EXERCISE: Copy every record below exactly as written, but leave out the pictures.

Object point labels:

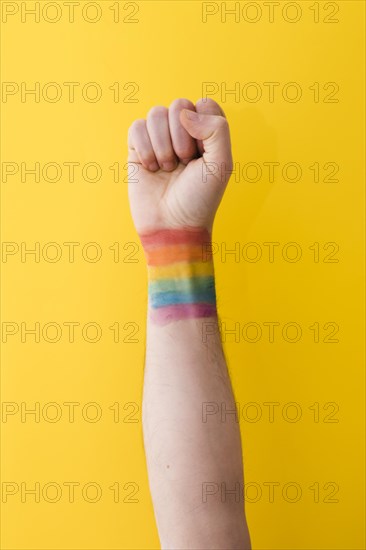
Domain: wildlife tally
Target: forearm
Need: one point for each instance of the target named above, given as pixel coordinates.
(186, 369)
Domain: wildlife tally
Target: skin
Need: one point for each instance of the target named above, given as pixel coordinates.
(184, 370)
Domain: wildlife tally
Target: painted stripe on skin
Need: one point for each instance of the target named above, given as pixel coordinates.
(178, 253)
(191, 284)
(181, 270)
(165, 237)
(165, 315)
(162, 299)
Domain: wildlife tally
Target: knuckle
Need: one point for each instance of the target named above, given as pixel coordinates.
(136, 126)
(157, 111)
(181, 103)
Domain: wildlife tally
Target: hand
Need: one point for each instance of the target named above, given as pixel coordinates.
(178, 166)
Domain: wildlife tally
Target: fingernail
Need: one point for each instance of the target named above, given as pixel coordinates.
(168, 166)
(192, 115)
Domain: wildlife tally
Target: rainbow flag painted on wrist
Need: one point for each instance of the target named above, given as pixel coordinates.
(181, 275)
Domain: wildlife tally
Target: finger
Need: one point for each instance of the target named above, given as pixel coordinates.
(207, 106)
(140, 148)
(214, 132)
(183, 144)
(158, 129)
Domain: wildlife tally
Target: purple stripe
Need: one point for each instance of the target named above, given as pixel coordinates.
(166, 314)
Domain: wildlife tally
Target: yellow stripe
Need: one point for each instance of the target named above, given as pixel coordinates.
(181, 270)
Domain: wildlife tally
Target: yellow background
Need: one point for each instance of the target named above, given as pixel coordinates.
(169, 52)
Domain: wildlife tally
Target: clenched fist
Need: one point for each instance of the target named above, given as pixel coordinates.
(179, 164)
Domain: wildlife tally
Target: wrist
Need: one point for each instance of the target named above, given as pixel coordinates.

OUTPUT OF THE TASK:
Domain: wildlife tally
Target: forearm
Need: one point for each instance of the target named above, given as pixel coordinates.
(186, 369)
Domain: wildlife tally
Target: skin
Need: one point for each instance of the target named above, given as pixel coordinates.
(184, 370)
Domain: wildlife tally
Target: painted stripe on skin
Need: one point for each instance of the target named above, given as pixel coordinates.
(178, 253)
(191, 284)
(181, 270)
(165, 237)
(165, 315)
(162, 299)
Domain: wildlife tally
Target: knuckle
Need: one point for each instance of the target named above, given as pixel coordinates.
(136, 126)
(157, 111)
(181, 103)
Domain: wildlife tally
Target: hand
Need: one point for each instance of the target named above, given as pixel coordinates.
(178, 166)
Domain: wildlife tally
Target: fingernail
Need: one point for each instance of the target named above, given as pixel coordinates.
(168, 166)
(192, 115)
Domain: wildlife tally
Target: rainbow flag painted on wrist
Need: one point for each instance of the target named above, given as pixel coordinates.
(181, 275)
Domain: wildlife tally
Target: finger
Need: one point for each instance of the target named above, given as pixel coordinates.
(207, 106)
(140, 148)
(214, 132)
(183, 144)
(158, 129)
Domain: wildlife tally
Target: purple stripe
Need: one point for each instance of the target named above, given as pixel coordinates.
(166, 314)
Domain: wildlife tally
Target: yellow stripe
Need: one point for each instance of the target named above, given as pixel coordinates.
(181, 270)
Domain: wildlife tally
Target: yellow background
Need: one point for each instance of the target named above, given as pixel coordinates.
(169, 52)
Domain: wildlife tally
Target: clenched fist
Need: one point for each instance of the target named above, given as pixel coordinates.
(179, 164)
Domain: wildlife tally
Target: wrist
Need: one point for each instance of the target named above, given as pixel coordinates.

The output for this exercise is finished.